Output the data as it stands. Each line must match exactly.

[Given records Boundary: Start]

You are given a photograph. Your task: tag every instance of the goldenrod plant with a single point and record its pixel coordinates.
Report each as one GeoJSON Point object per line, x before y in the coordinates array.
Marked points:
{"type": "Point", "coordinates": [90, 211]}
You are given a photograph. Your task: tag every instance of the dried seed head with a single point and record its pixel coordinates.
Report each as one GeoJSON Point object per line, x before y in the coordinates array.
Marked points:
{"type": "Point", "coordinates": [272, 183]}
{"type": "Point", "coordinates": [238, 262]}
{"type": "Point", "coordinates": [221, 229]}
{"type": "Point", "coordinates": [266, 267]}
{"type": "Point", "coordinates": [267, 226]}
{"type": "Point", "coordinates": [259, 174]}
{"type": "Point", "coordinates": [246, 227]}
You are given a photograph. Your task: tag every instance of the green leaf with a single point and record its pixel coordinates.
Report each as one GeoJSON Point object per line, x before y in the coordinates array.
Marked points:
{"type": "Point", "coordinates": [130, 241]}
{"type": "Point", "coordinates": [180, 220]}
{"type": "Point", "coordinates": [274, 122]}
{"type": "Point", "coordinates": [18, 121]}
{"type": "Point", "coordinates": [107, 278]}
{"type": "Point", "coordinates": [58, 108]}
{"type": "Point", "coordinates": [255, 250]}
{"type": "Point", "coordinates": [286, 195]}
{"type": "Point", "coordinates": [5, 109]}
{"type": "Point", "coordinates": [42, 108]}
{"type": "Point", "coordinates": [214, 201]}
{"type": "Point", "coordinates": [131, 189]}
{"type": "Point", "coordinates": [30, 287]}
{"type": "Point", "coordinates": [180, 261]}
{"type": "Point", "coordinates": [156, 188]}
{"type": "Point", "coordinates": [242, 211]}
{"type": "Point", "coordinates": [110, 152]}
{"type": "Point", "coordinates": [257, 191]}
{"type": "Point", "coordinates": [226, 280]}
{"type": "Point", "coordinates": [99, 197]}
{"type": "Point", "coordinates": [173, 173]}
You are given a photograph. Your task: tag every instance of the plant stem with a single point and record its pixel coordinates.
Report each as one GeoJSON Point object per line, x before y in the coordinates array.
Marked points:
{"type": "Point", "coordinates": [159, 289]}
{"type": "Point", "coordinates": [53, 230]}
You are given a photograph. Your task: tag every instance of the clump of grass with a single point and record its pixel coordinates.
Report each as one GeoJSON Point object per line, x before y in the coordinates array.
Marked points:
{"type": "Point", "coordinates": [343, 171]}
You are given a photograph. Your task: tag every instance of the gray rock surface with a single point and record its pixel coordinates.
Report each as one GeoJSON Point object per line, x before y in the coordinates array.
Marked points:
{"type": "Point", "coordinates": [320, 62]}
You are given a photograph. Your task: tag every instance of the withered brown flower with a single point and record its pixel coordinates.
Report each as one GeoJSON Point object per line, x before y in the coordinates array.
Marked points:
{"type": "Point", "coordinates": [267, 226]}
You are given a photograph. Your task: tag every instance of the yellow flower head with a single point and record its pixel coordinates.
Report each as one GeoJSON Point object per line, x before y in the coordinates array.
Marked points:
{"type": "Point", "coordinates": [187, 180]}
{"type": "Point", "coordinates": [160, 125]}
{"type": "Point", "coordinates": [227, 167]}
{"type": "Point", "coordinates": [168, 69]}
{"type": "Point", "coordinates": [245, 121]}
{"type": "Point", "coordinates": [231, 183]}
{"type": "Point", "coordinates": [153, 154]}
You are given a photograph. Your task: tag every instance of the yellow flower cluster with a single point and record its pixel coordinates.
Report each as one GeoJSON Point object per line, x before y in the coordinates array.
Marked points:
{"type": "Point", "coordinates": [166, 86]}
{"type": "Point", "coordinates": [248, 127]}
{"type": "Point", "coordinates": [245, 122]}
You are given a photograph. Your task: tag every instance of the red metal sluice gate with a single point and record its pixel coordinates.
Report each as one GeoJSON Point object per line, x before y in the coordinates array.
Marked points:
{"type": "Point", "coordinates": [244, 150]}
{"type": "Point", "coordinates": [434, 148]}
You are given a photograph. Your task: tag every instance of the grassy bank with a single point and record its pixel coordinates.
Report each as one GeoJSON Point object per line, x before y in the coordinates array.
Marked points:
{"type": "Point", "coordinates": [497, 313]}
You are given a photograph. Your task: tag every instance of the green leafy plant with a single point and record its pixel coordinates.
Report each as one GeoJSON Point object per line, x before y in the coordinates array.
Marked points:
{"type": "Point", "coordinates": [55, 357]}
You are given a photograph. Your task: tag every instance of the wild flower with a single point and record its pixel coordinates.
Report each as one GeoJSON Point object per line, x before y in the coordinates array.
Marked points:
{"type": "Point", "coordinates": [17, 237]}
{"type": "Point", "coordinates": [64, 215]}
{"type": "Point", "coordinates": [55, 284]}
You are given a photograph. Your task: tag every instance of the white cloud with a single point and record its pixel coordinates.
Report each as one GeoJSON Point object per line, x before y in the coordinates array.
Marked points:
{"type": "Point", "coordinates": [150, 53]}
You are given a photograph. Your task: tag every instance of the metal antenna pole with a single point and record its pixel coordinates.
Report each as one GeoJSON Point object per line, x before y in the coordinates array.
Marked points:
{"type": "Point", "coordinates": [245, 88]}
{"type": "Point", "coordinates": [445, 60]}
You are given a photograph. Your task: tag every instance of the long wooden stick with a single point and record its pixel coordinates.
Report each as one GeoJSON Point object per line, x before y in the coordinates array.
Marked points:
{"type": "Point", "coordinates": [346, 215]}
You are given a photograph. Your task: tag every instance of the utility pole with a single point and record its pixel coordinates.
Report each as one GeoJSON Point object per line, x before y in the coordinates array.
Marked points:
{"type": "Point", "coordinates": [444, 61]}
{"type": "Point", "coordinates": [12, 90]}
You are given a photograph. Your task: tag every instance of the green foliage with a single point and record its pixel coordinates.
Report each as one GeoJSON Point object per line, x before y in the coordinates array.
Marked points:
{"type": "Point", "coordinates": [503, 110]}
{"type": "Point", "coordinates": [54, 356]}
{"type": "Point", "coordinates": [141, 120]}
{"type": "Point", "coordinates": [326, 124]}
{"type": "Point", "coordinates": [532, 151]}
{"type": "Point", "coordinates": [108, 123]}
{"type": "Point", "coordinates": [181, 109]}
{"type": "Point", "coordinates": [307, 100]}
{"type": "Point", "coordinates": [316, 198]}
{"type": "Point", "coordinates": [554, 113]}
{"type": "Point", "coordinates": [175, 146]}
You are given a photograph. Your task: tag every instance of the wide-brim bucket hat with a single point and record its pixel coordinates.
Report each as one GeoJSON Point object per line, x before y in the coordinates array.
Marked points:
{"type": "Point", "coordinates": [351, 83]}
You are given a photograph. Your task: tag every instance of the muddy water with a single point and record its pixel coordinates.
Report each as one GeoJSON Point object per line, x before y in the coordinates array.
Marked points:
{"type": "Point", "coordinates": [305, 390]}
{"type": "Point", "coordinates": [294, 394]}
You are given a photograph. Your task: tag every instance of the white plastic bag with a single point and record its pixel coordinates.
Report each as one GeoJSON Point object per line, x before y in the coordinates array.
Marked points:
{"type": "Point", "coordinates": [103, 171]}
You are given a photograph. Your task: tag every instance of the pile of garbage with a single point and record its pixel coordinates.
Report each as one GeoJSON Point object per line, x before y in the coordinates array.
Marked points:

[Given records Boundary: End]

» Task output
You are given a photograph. Your task: tag every instance of the goldenrod plant with a single point and record its pixel coordinates.
Report each as one GeoJSON Point object per line, x before y in the coordinates array.
Marked points:
{"type": "Point", "coordinates": [90, 211]}
You are given a photograph. Your task: tag every instance of the dried seed head with a single point and record its pixel coordinates.
Report each as one GeoJSON Point object per line, x before y in the coordinates array.
Marked points:
{"type": "Point", "coordinates": [272, 183]}
{"type": "Point", "coordinates": [238, 262]}
{"type": "Point", "coordinates": [221, 229]}
{"type": "Point", "coordinates": [266, 267]}
{"type": "Point", "coordinates": [267, 226]}
{"type": "Point", "coordinates": [259, 174]}
{"type": "Point", "coordinates": [246, 227]}
You are given a photograph. Your task: tag every instance of the green leaf with a single point and record its pixel coordinates.
Report each as one GeoJSON Point object per line, x before y in the coordinates array.
Marked points:
{"type": "Point", "coordinates": [130, 241]}
{"type": "Point", "coordinates": [180, 220]}
{"type": "Point", "coordinates": [274, 122]}
{"type": "Point", "coordinates": [18, 121]}
{"type": "Point", "coordinates": [107, 278]}
{"type": "Point", "coordinates": [58, 108]}
{"type": "Point", "coordinates": [255, 250]}
{"type": "Point", "coordinates": [286, 195]}
{"type": "Point", "coordinates": [5, 109]}
{"type": "Point", "coordinates": [42, 108]}
{"type": "Point", "coordinates": [214, 201]}
{"type": "Point", "coordinates": [131, 189]}
{"type": "Point", "coordinates": [30, 287]}
{"type": "Point", "coordinates": [180, 261]}
{"type": "Point", "coordinates": [156, 188]}
{"type": "Point", "coordinates": [242, 211]}
{"type": "Point", "coordinates": [110, 152]}
{"type": "Point", "coordinates": [257, 191]}
{"type": "Point", "coordinates": [226, 280]}
{"type": "Point", "coordinates": [99, 197]}
{"type": "Point", "coordinates": [173, 173]}
You are given a photograph. Your task: tag every instance of the plant stem with a single point and record its pixel coordinates.
Report each as one GeoJSON Point object per line, x before y in the coordinates array.
Marked points:
{"type": "Point", "coordinates": [159, 289]}
{"type": "Point", "coordinates": [53, 230]}
You are given a photograph. Your task: tag every instance of the clump of grass with a single point and record its pixel coordinates.
Report each as one GeoJSON Point object per line, x before y in the coordinates array.
Marked points:
{"type": "Point", "coordinates": [343, 171]}
You are given a photograph. Your task: tag every instance of the gray rock surface with a single point and record its pixel coordinates.
Report each as one GeoJSON Point object per line, x before y in the coordinates array.
Marked points:
{"type": "Point", "coordinates": [320, 62]}
You are given a photograph. Your task: tag every instance of the withered brown flower with a single point and record its pixel coordinates.
Report each as one GeoJSON Point object per line, x before y in the coordinates array.
Marked points:
{"type": "Point", "coordinates": [267, 226]}
You are given a photograph. Your task: tag every instance of the yellow flower head with a single point and record its pixel coordinates.
Report each as one GeoJSON Point object per line, x before y in the coordinates array.
Marked points:
{"type": "Point", "coordinates": [187, 180]}
{"type": "Point", "coordinates": [160, 125]}
{"type": "Point", "coordinates": [227, 167]}
{"type": "Point", "coordinates": [168, 69]}
{"type": "Point", "coordinates": [245, 121]}
{"type": "Point", "coordinates": [231, 183]}
{"type": "Point", "coordinates": [153, 154]}
You are given a photograph. Your task: tag every instance of the yellow flower cluster with a single point and record its pixel coordinates.
Report each as one GeoJSON Point object per line, x before y in the coordinates array.
Marked points:
{"type": "Point", "coordinates": [166, 86]}
{"type": "Point", "coordinates": [248, 127]}
{"type": "Point", "coordinates": [245, 122]}
You are given a photograph. Your task: tag every instance of the red metal sluice gate with a single point and record its pixel coordinates.
Report each as one GeoJSON Point object per line, x before y in the coordinates array.
Marked points:
{"type": "Point", "coordinates": [244, 150]}
{"type": "Point", "coordinates": [434, 148]}
You are given a photograph. Your task: tag every instance of the grassy bank with a single point and record its pixel coordinates.
Report each as one GeoJSON Point object per line, x before y in the coordinates array.
Marked points:
{"type": "Point", "coordinates": [497, 313]}
You are given a photograph. Your task: tag every instance of the green leafy plant with a single point and record its pixel coordinates.
Report each as one GeoJSON Point object per line, x before y in the coordinates array.
Marked points:
{"type": "Point", "coordinates": [55, 357]}
You are given a photograph. Your task: tag every instance of the wild flower with a single point and record its pixel coordinates.
Report each as one GeoJSON Point object per line, x before y in the coordinates array.
Marked points:
{"type": "Point", "coordinates": [17, 237]}
{"type": "Point", "coordinates": [64, 215]}
{"type": "Point", "coordinates": [55, 284]}
You are given a photograph. Your task: tag every instance of the white cloud with a single point and record its pixel coordinates.
Report each as one GeoJSON Point object per line, x before y in the coordinates array.
Marked points:
{"type": "Point", "coordinates": [150, 53]}
You are given a photograph. Your task: tag every instance of the metal antenna pole with a single point and record its pixel coordinates.
Report each as one GeoJSON Point object per line, x before y in the coordinates array.
Marked points:
{"type": "Point", "coordinates": [245, 88]}
{"type": "Point", "coordinates": [445, 60]}
You are given a photograph. Your task: tag every instance of the long wooden stick with a single point and record its pixel coordinates.
Report each as one GeoJSON Point object per line, x before y in the coordinates array.
Marked points:
{"type": "Point", "coordinates": [346, 215]}
You are given a photograph. Your task: tag every instance of the utility pole with a single point and record its pixel coordinates.
Report each as one GeoJSON Point object per line, x before y in the coordinates array.
Marked points:
{"type": "Point", "coordinates": [444, 61]}
{"type": "Point", "coordinates": [12, 90]}
You are given a photograph. Your task: tag every instance of the green foliage with a single point and record its pixel coordinates.
Report each as one GeoJSON Point object per line, x before y in the coordinates array.
Marked points:
{"type": "Point", "coordinates": [503, 110]}
{"type": "Point", "coordinates": [54, 356]}
{"type": "Point", "coordinates": [141, 120]}
{"type": "Point", "coordinates": [326, 124]}
{"type": "Point", "coordinates": [532, 151]}
{"type": "Point", "coordinates": [108, 123]}
{"type": "Point", "coordinates": [181, 109]}
{"type": "Point", "coordinates": [307, 100]}
{"type": "Point", "coordinates": [316, 198]}
{"type": "Point", "coordinates": [554, 113]}
{"type": "Point", "coordinates": [175, 146]}
You are given a photograph. Your task: tag every instance of the wide-brim bucket hat with a single point and record its pixel coordinates.
Report each as one GeoJSON Point object per line, x before y in the coordinates array.
Marked points:
{"type": "Point", "coordinates": [351, 83]}
You are given a photograph. Your task: tag every instance of the muddy water with a single point and record its pixel coordinates.
Report each as one GeoJSON Point object per line, x before y in the coordinates array.
Marked points:
{"type": "Point", "coordinates": [305, 390]}
{"type": "Point", "coordinates": [294, 394]}
You are given a photograph. Your task: tag every instance of the white plastic bag with a single point and record its pixel coordinates.
Report each as one GeoJSON Point object per line, x before y in the coordinates array.
Marked points:
{"type": "Point", "coordinates": [103, 171]}
You are given a photograph. Your task: tag every instance of the pile of garbage with a single point and record its pixel coordinates.
Report each as one GeoJSON Point object per line, x before y in the coordinates array.
Marked points:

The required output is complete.